## Was zu tun ist
Schreib aus dem Material unten den Teil Wort für Wort ab, der mit der Zeile mit „Find the window“ anfängt und mit der Zeile mit „M 247 129 L“ aufhört. Beide Zeilen gehören dazu.

(Datenauflistung)

────────

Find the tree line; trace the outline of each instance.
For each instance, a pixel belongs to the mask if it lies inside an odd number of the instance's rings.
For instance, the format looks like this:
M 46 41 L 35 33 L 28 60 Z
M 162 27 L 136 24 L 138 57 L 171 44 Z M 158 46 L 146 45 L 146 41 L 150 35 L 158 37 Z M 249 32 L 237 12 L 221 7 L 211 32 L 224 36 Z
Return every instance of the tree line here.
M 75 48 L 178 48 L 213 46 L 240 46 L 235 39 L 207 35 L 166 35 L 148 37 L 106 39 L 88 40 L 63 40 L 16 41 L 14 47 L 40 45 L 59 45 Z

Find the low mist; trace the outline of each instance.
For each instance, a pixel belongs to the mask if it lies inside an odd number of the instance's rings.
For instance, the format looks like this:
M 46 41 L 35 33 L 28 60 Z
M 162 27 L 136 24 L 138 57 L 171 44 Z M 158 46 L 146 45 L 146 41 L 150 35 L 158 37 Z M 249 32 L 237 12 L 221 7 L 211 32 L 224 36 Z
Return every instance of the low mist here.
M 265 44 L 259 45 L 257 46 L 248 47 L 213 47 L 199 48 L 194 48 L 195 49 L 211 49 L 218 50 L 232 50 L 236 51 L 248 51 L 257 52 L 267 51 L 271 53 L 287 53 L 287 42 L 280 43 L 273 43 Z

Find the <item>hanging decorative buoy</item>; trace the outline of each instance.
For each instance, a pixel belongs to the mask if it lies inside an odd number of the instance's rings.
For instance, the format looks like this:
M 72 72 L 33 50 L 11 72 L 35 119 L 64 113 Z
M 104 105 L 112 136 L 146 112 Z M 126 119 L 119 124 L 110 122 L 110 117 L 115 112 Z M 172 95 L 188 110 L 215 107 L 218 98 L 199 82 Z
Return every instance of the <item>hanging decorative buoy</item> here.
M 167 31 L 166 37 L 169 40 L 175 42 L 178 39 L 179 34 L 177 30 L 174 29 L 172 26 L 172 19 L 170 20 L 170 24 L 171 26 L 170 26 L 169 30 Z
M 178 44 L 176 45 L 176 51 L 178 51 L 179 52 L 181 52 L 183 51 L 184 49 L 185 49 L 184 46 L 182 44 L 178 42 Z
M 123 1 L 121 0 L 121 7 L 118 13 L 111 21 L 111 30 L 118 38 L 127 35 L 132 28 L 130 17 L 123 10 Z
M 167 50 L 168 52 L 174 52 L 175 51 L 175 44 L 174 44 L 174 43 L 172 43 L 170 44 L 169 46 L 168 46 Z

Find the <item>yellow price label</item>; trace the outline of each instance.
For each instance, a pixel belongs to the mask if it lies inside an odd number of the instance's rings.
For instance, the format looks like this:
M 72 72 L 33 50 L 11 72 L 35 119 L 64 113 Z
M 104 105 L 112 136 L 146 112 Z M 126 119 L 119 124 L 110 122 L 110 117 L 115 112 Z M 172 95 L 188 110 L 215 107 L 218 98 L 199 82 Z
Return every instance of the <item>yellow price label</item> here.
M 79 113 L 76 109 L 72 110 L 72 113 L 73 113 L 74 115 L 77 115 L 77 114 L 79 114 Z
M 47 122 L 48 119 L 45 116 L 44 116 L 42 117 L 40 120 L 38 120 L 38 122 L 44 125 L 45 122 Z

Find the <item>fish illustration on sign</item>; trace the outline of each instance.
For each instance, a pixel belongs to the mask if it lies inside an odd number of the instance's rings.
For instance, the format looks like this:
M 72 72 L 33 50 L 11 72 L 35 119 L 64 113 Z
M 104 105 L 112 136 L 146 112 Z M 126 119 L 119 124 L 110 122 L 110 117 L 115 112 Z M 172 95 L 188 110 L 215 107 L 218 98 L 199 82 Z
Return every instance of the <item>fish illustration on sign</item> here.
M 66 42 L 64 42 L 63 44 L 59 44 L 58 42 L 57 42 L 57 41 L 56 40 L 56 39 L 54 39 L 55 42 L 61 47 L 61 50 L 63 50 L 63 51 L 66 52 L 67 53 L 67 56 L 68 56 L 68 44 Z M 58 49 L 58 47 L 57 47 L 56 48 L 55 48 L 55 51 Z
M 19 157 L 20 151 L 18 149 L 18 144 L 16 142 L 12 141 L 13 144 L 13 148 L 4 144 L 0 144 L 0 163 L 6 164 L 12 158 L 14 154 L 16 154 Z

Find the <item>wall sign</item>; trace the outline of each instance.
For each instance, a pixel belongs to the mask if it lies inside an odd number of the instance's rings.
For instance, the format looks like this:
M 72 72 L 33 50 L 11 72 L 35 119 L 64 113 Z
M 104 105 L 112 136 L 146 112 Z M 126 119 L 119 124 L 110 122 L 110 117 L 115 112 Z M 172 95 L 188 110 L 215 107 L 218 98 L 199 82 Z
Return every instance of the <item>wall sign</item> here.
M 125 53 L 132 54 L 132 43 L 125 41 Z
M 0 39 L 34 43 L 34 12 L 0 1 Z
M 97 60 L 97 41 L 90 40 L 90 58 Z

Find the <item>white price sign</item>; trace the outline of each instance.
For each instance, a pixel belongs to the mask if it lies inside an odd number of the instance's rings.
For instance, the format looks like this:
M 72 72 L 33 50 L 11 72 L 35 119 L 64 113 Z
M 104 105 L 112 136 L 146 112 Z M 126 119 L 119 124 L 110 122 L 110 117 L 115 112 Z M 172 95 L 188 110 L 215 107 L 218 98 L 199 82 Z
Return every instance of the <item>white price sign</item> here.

────────

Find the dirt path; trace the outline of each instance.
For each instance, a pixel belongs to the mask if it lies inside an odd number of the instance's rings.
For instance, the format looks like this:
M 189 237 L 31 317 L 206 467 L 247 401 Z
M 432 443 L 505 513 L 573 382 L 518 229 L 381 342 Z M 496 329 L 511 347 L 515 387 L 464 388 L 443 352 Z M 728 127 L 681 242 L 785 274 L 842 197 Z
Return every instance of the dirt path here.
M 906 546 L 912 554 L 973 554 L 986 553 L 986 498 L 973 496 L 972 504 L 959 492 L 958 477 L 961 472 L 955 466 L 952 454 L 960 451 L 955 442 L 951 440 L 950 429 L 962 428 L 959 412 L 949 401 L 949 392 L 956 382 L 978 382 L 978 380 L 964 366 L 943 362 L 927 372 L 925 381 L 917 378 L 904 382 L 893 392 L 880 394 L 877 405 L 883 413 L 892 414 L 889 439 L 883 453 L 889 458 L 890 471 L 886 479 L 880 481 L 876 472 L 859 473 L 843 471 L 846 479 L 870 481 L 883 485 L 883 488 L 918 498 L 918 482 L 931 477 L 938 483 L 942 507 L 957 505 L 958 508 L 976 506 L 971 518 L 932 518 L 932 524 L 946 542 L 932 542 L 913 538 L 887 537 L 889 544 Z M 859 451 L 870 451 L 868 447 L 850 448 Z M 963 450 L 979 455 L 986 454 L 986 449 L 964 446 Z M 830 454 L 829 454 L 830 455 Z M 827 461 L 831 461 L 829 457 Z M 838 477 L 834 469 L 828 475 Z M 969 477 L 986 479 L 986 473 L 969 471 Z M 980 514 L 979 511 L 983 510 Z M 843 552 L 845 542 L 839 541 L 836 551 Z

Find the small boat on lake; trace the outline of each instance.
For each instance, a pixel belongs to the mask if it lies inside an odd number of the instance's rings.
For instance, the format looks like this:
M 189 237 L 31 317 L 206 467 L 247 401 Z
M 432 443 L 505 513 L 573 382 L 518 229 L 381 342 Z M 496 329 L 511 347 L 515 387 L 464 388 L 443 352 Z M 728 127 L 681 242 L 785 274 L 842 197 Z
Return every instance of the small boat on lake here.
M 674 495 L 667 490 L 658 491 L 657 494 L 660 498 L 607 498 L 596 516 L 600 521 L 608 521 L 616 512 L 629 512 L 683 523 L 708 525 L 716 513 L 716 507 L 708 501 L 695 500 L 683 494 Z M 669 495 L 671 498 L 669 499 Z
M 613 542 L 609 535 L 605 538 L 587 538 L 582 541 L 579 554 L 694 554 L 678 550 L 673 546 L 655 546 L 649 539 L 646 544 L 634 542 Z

────────

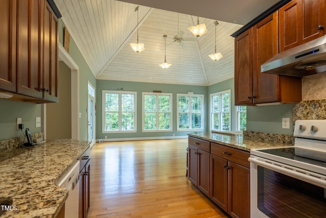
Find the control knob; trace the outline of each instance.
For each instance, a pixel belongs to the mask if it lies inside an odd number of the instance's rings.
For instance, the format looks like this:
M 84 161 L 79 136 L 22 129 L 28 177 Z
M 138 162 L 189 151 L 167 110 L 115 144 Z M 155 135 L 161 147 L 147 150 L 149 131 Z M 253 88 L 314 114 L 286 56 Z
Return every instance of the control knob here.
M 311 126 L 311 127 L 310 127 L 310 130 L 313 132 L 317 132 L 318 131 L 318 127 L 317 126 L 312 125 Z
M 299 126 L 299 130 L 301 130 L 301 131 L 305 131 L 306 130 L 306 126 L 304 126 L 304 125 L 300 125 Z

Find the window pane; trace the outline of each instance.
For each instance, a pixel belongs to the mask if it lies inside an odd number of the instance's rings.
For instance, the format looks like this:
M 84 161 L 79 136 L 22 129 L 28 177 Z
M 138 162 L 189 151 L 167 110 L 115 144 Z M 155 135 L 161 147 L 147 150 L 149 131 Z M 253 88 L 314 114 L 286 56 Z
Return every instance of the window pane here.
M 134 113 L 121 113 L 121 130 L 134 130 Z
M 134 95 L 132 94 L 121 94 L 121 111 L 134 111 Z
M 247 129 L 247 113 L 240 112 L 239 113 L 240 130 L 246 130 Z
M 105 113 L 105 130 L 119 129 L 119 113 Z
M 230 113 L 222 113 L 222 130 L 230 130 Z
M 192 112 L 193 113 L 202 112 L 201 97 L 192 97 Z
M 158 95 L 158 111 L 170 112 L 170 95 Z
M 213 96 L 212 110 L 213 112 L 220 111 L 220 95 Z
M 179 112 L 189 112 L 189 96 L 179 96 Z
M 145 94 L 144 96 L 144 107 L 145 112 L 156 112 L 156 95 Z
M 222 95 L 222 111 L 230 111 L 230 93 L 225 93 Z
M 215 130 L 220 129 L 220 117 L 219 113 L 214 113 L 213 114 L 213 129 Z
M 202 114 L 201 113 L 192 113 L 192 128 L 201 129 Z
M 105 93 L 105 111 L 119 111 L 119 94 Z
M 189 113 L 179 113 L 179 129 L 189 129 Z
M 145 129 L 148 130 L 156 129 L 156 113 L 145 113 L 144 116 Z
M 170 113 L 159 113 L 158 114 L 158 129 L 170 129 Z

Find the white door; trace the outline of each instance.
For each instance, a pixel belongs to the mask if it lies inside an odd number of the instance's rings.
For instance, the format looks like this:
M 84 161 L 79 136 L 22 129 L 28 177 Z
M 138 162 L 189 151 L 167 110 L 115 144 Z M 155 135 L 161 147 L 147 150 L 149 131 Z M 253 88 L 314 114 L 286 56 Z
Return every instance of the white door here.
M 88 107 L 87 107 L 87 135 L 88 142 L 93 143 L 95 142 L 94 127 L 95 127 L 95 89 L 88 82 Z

────────

## Lösung
Find the window pane; trace the outline of each instance.
For each instance, a pixel belongs to the mask if it lies inside an odd number of the instance's rings.
For instance, the format looks like this:
M 84 161 L 79 136 L 22 129 L 28 177 Z
M 138 162 L 189 151 L 167 110 L 115 144 Z M 155 135 L 161 147 L 147 150 L 149 131 Z M 253 88 L 314 114 L 286 56 Z
Return every instance of the window pane here.
M 134 113 L 121 113 L 121 130 L 134 130 Z
M 134 95 L 132 94 L 121 94 L 121 111 L 134 111 Z
M 247 129 L 247 113 L 240 112 L 239 113 L 240 130 L 246 130 Z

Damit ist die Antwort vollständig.